What you need to do: Please copy every line of the entries below verbatim, leaving the pictures out of your reply.

Entries from a data source:
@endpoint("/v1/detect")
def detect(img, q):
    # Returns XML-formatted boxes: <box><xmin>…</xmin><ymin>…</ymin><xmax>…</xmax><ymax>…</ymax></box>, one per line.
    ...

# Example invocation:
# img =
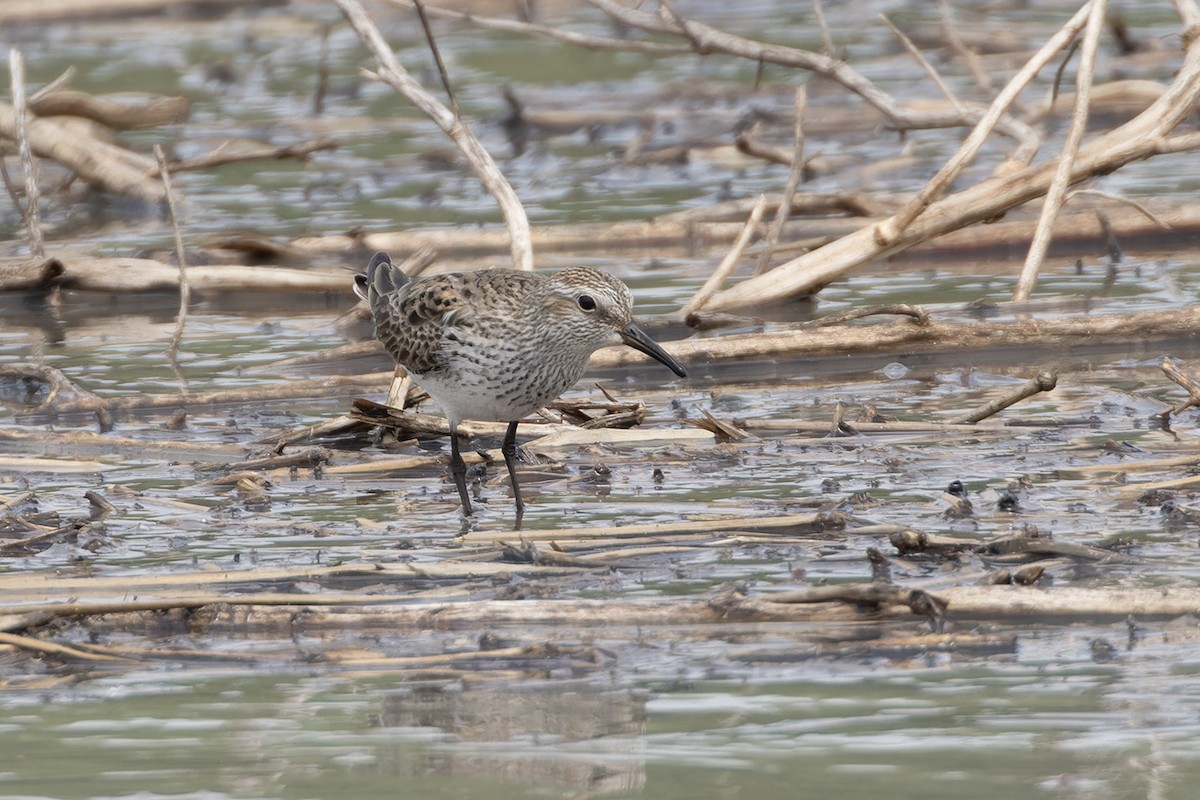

Answer to this exercise:
@endpoint("/v1/detect")
def detect(img, q):
    # Returns XML-formatted boxes: <box><xmin>…</xmin><ymin>…</ymin><xmax>…</xmax><ymax>…</ymax></box>, one per line.
    ...

# Example invocation:
# img =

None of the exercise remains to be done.